_待办事项_.
a – 在关于自然连接的文本中,找到以“tpl=0;”开头的那一行,列出其中被赋值的全部变量名。
b – 从关于自然连接的文本中原样输出一段,从“t2index.append(index2)”开始,到“i=len(t1index)”结束。

_阅读文本_.
-=-=-=-=-

2

我正在努力在 python 中实现自然连接。前两行显示表的属性,接下来的两行显示每个表的元组或行。

预期输出:

[['A', 1, 'A', 'a', 'A'], 
 ['A', 1, 'A', 'a', 'Y'], 
 ['A', 1, 'Y', 'a', 'A'], 
 ['A', 1, 'Y', 'a', 'Y'], 
 ['S', 2, 'B', 'b', 'S']]

我得到了什么:

[['A', 1, 'A', 'a', 'A', 'Y'], 
 ['A', 1, 'A', 'a', 'A', 'Y']]

我查看了代码,一切似乎都是正确的,我将不胜感激。

t1atts = ('A', 'B', 'C', 'D')
t2atts = ('B', 'D', 'E')

t1tuples = [['A', 1, 'A', 'a'], 
            ['B', 2, 'Y', 'a'], 
            ['Y', 4, 'B', 'b'], 
            ['A', 1, 'Y', 'a'], 
            ['S', 2, 'B', 'b']]

t2tuples = [[1, 'a', 'A'], 
            [3, 'a', 'B'], 
            [1, 'a', 'Y'], 
            [2, 'b', 'S'], 
            [3, 'b', 'E']]

def findindices(t1atts, t2atts):
  t1index=[]
  t2index=[]
  for index, att in enumerate(t1atts):
    for index2, att2 in enumerate(t2atts):
      if att == att2:
        t1index.append(index)
        t2index.append(index2)
  return t1index, t2index

def main():
  tpl=0; tpl2=0; i=0; j=0; count=0; result=[]
  t1index, t2index = findindices(t1atts, t2atts)
  for tpl in t1tuples:
    while tpl2 in range(len(t2tuples)):
      i=0; j=0
      while (i in range(len(t1index))) and (j in range(len(t2index))):
          if tpl[t1index[i]] != t2tuples[tpl2][t2index[j]]:
            i=len(t1index)

-=-=-=-=-

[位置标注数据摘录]

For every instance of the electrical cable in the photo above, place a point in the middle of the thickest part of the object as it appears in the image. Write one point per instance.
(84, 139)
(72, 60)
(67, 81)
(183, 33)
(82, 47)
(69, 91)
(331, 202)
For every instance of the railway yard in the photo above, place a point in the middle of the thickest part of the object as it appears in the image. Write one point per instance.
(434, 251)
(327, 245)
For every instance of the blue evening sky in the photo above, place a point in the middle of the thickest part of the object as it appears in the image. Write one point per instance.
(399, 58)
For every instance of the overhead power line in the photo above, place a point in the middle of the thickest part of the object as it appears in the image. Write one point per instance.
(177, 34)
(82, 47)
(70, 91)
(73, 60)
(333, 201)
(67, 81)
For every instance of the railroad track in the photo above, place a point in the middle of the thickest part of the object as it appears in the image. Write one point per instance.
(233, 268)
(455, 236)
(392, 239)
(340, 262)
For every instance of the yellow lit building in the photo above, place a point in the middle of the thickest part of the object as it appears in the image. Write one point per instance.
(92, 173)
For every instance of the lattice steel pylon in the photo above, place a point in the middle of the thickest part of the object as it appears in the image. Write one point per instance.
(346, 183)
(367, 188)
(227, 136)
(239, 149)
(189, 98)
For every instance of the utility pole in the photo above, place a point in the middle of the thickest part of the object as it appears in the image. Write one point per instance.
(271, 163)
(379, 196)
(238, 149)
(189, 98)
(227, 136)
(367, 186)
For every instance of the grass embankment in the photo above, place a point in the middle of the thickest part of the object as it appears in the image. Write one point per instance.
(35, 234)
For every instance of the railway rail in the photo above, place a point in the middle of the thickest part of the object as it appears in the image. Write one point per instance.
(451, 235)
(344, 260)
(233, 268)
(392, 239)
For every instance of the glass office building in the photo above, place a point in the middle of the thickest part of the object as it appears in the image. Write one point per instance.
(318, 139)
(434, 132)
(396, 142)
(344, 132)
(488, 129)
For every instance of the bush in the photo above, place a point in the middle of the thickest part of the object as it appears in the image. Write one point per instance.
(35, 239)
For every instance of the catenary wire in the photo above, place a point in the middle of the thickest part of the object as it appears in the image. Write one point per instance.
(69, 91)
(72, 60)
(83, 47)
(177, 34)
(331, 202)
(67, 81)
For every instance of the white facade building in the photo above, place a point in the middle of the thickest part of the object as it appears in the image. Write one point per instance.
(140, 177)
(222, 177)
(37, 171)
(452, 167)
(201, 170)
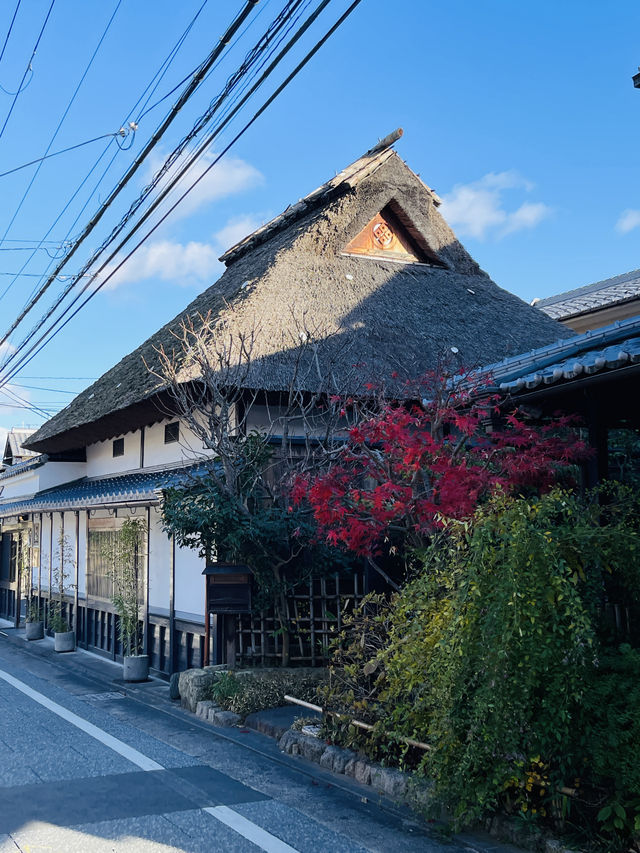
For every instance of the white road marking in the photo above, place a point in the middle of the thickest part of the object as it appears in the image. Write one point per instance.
(251, 831)
(113, 743)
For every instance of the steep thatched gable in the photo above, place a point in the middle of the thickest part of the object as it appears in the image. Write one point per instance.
(294, 279)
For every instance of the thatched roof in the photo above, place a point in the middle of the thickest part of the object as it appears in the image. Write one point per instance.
(14, 448)
(292, 280)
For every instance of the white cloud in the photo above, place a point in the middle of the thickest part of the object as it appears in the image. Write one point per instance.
(228, 177)
(629, 219)
(235, 230)
(181, 263)
(478, 209)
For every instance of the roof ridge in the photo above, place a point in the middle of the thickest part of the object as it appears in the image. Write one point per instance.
(360, 168)
(603, 284)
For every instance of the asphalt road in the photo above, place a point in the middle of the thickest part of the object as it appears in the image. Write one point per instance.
(90, 764)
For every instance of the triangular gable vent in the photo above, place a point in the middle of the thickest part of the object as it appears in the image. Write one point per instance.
(391, 235)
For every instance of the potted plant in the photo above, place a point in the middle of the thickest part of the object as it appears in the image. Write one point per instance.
(124, 555)
(34, 623)
(64, 636)
(34, 626)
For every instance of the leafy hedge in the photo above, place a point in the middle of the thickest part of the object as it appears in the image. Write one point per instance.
(246, 693)
(496, 655)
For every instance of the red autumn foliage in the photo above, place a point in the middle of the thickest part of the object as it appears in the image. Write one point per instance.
(407, 467)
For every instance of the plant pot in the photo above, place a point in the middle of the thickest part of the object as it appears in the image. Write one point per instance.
(136, 667)
(34, 630)
(65, 641)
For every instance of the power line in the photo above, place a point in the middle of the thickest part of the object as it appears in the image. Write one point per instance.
(40, 388)
(290, 9)
(28, 68)
(193, 84)
(8, 392)
(61, 122)
(51, 333)
(150, 89)
(122, 132)
(4, 46)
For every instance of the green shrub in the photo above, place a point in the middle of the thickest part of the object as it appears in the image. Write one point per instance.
(246, 693)
(494, 655)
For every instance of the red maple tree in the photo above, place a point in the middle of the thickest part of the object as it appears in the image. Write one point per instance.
(405, 469)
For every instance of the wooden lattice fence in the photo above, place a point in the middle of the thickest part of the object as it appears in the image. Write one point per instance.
(315, 612)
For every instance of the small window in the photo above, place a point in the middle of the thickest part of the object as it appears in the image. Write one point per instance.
(171, 432)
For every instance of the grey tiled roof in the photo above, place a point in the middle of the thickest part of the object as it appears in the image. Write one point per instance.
(609, 348)
(136, 488)
(601, 294)
(34, 460)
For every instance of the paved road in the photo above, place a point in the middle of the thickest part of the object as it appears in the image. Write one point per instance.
(88, 764)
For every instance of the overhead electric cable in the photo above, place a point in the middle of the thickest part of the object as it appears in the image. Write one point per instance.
(291, 6)
(60, 123)
(8, 392)
(134, 207)
(6, 39)
(148, 92)
(28, 68)
(159, 75)
(51, 333)
(187, 92)
(122, 132)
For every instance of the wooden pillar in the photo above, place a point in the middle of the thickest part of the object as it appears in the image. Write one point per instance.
(145, 637)
(50, 567)
(172, 606)
(39, 560)
(230, 639)
(77, 578)
(597, 467)
(62, 562)
(19, 570)
(86, 580)
(207, 622)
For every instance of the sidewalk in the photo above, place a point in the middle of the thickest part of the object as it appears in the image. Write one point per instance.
(258, 735)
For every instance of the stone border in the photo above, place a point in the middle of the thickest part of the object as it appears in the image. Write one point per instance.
(400, 787)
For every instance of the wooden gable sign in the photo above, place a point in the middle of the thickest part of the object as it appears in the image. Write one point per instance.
(389, 235)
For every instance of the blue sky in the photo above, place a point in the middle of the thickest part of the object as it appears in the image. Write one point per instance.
(523, 117)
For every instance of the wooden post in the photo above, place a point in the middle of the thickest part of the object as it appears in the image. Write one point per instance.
(207, 635)
(19, 561)
(50, 567)
(230, 639)
(62, 564)
(598, 465)
(39, 561)
(86, 580)
(145, 648)
(172, 606)
(77, 578)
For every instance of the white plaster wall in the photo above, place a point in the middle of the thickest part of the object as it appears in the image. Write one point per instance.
(82, 559)
(22, 485)
(263, 418)
(159, 566)
(156, 452)
(69, 558)
(45, 550)
(189, 598)
(100, 458)
(55, 473)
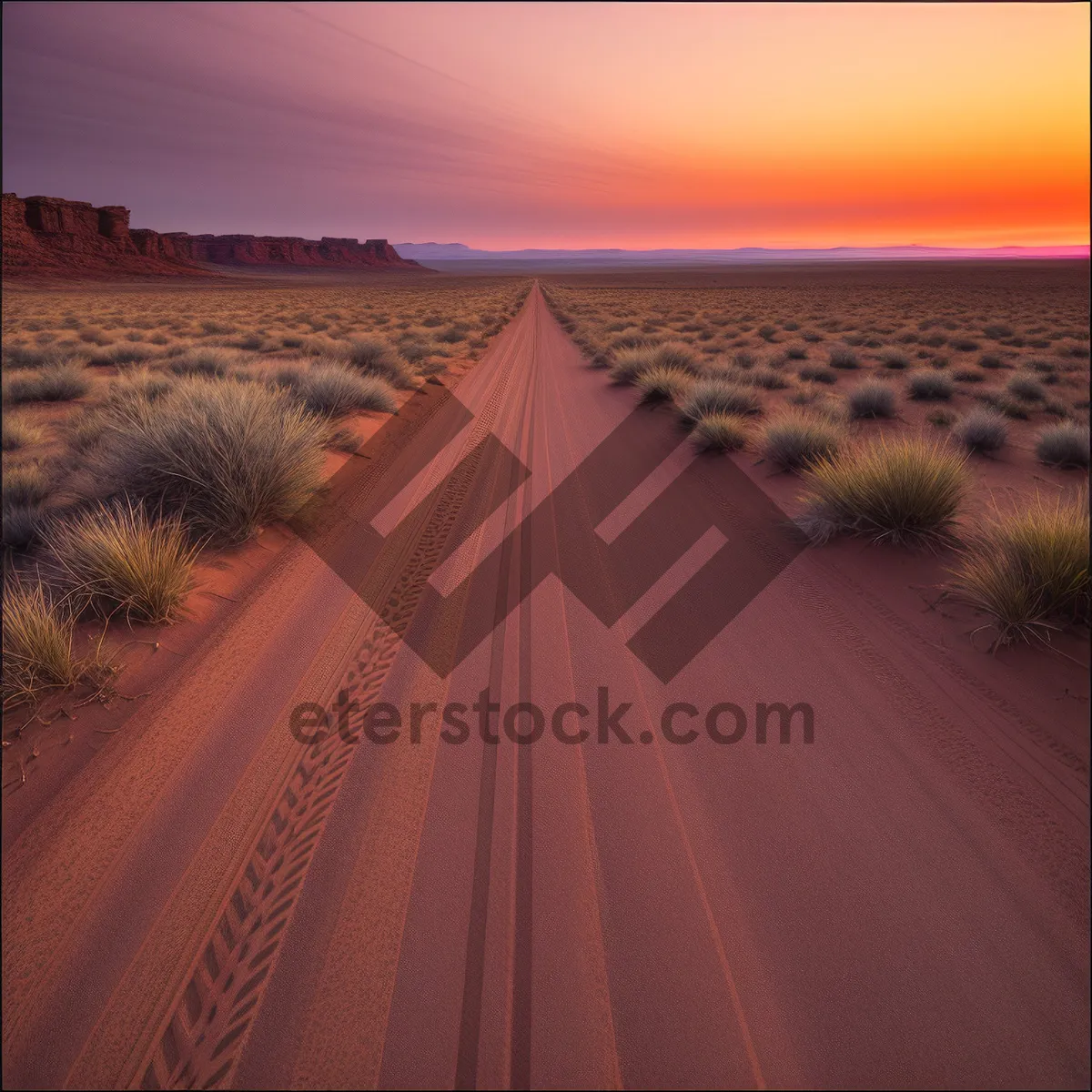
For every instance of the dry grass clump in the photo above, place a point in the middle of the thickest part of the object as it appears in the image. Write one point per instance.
(20, 432)
(229, 457)
(37, 645)
(116, 560)
(871, 399)
(721, 431)
(1026, 388)
(719, 397)
(931, 387)
(982, 431)
(797, 438)
(1065, 445)
(332, 391)
(54, 383)
(1029, 571)
(662, 383)
(904, 490)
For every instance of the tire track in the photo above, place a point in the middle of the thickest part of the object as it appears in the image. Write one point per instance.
(201, 1040)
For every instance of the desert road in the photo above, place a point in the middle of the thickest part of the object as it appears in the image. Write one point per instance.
(900, 902)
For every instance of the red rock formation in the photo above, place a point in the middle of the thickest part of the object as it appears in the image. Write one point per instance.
(52, 238)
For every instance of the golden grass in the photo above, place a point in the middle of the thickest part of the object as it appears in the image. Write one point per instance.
(905, 490)
(1029, 569)
(118, 561)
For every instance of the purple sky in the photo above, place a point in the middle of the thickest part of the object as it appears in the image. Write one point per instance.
(516, 125)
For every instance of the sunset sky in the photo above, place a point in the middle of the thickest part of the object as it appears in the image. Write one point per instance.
(556, 125)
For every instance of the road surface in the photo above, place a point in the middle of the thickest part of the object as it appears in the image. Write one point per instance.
(900, 902)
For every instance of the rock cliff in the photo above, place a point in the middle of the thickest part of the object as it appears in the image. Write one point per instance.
(52, 238)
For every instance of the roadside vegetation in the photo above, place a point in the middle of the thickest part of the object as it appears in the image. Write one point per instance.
(889, 404)
(146, 427)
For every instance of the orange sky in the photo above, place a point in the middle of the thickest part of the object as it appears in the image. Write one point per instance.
(557, 125)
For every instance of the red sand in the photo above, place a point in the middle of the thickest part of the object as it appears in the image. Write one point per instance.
(901, 904)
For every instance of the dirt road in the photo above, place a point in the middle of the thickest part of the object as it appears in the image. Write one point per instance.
(900, 902)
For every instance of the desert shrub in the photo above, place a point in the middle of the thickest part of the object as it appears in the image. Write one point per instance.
(20, 432)
(26, 484)
(229, 457)
(414, 352)
(904, 490)
(1026, 388)
(37, 644)
(982, 430)
(22, 525)
(629, 364)
(55, 383)
(844, 359)
(967, 376)
(32, 356)
(452, 334)
(377, 356)
(208, 360)
(631, 338)
(796, 440)
(721, 431)
(1065, 445)
(764, 377)
(331, 391)
(1042, 367)
(931, 387)
(140, 383)
(1029, 571)
(117, 560)
(896, 361)
(120, 355)
(662, 385)
(676, 355)
(872, 399)
(718, 397)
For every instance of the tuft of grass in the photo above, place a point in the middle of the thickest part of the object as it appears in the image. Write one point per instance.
(117, 560)
(662, 383)
(54, 383)
(982, 431)
(896, 361)
(764, 377)
(1026, 388)
(26, 484)
(795, 440)
(377, 356)
(331, 391)
(718, 397)
(721, 431)
(905, 490)
(37, 645)
(22, 525)
(967, 376)
(931, 387)
(1065, 445)
(208, 360)
(1029, 571)
(120, 355)
(229, 457)
(818, 375)
(872, 399)
(20, 432)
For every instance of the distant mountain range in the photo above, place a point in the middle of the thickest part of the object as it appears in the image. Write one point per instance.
(452, 252)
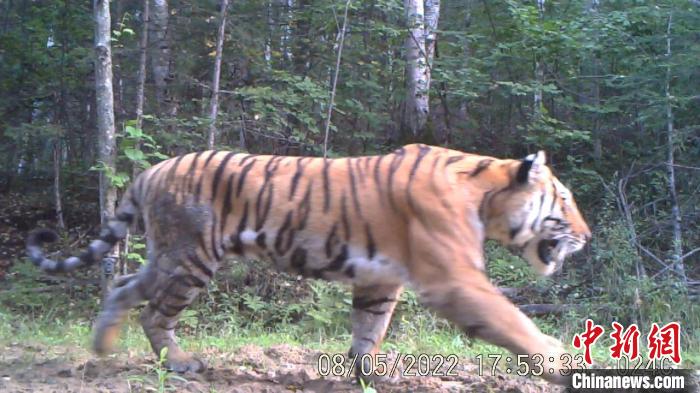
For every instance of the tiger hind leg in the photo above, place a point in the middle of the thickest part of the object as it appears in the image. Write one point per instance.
(174, 293)
(372, 307)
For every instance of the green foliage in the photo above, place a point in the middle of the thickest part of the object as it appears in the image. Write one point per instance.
(162, 374)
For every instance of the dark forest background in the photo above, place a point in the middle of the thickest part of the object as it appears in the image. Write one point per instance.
(610, 89)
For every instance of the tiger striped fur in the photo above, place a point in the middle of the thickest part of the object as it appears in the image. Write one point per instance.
(418, 216)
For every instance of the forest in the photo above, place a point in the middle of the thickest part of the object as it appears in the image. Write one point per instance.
(94, 93)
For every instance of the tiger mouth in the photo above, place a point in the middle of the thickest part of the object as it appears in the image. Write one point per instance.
(545, 248)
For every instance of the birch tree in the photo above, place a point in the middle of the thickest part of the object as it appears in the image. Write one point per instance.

-=-=-=-=-

_答案汇总_.
a – tpl、tpl2、i、j、count、result

b –
t2index.append(index2)
  return t1index, t2index

def main():
  tpl=0; tpl2=0; i=0; j=0; count=0; result=[]
  t1index, t2index = findindices(t1atts, t2atts)
  for tpl in t1tuples:
    while tpl2 in range(len(t2tuples)):
      i=0; j=0
      while (i in range(len(t1index))) and (j in range(len(t2index))):
          if tpl[t1index[i]] != t2tuples[tpl2][t2index[j]]:
            i=len(t1index)